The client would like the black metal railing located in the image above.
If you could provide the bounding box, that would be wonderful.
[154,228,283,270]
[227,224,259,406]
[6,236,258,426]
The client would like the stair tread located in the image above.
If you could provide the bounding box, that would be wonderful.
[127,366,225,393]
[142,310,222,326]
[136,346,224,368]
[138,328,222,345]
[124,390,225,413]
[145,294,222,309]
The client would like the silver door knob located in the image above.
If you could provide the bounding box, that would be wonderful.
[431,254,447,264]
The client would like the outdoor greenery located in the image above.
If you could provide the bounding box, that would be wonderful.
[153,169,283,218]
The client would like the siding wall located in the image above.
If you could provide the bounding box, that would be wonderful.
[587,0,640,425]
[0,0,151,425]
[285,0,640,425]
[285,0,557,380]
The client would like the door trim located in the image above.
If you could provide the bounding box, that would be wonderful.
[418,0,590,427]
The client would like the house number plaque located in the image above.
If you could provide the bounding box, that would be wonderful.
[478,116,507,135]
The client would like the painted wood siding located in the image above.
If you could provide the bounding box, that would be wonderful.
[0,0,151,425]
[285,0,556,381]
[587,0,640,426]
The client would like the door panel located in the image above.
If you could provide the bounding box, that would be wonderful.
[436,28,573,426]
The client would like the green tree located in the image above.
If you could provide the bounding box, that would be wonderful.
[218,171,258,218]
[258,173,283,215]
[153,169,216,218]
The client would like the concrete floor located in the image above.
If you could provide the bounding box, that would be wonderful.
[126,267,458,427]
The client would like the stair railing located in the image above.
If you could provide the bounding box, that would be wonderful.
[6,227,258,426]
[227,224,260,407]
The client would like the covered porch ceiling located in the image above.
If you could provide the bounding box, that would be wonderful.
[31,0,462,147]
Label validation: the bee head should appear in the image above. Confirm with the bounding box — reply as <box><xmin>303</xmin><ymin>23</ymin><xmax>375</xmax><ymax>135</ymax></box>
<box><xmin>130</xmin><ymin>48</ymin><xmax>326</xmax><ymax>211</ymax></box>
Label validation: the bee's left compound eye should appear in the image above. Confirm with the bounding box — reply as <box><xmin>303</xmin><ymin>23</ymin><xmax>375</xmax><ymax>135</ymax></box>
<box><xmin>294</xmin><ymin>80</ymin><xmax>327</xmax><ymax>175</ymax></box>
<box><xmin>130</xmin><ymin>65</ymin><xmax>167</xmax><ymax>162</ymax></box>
----------
Write every line of the records above as a JSON list of strings, one string for each line, leaving out blank lines.

[
  "The client would like the black metal railing located in the image above.",
  "If you could provide the bounding box, that would be wonderful.",
  "[154,228,283,270]",
  "[227,224,259,406]",
  "[6,236,258,426]",
  "The client would like the stair tread located in the image above.",
  "If you could provide the bounding box, that would be wonderful.",
  "[127,366,225,393]",
  "[142,310,222,326]",
  "[136,346,224,368]",
  "[138,328,222,345]",
  "[124,390,225,413]",
  "[145,294,222,309]",
  "The client would like the silver door knob located in the image above.",
  "If you could provide the bounding box, that would be wonderful.",
  "[431,254,447,264]",
  "The client would like the outdoor greenery located in the image above.",
  "If you could provide the bounding box, that would be wonderful.",
  "[153,169,283,218]",
  "The client would like the siding wall located in the image above.",
  "If you could provide the bounding box, that would be wonderful.",
  "[587,0,640,425]",
  "[0,0,151,425]",
  "[285,0,640,425]",
  "[285,0,557,380]",
  "The client would like the door trim located in the image above.",
  "If you could provide the bounding box, that would be wonderful.",
  "[418,0,590,427]",
  "The client would like the house number plaque located in the image above.",
  "If you could provide the bounding box, that would be wonderful.",
  "[478,116,507,135]",
  "The client would like the painted wood siding located in the image above.",
  "If you could provide the bounding box, that would be wonderful.",
  "[0,0,151,425]",
  "[285,0,556,381]",
  "[587,0,640,426]",
  "The client would like the door panel located in the image above.",
  "If you could provide the bounding box, that would be wonderful.",
  "[436,28,573,426]",
  "The client would like the green tree located in the image above.",
  "If you could provide the bounding box, that would be wonderful.",
  "[218,171,258,218]",
  "[258,173,283,215]",
  "[153,169,216,218]",
  "The client would like the concrete floor located in the image above.",
  "If you could provide the bounding box, that would be wonderful.",
  "[126,267,458,427]",
  "The client would like the stair railing located in the image above.",
  "If you could provide the bounding box, that would be wonderful.",
  "[6,227,258,426]",
  "[227,224,260,407]",
  "The client would like the covered porch ceiling located in the image above.",
  "If you could provide the bounding box, that would be wonderful.",
  "[31,0,462,147]",
  "Label validation: the bee head should appear in the image above. Confirm with the bounding box — reply as <box><xmin>303</xmin><ymin>23</ymin><xmax>375</xmax><ymax>135</ymax></box>",
  "<box><xmin>130</xmin><ymin>48</ymin><xmax>326</xmax><ymax>211</ymax></box>",
  "Label validation: the bee's left compound eye should appear in the image above. Confirm with the bounding box — reply as <box><xmin>303</xmin><ymin>23</ymin><xmax>375</xmax><ymax>135</ymax></box>",
  "<box><xmin>294</xmin><ymin>80</ymin><xmax>327</xmax><ymax>175</ymax></box>",
  "<box><xmin>130</xmin><ymin>65</ymin><xmax>167</xmax><ymax>162</ymax></box>"
]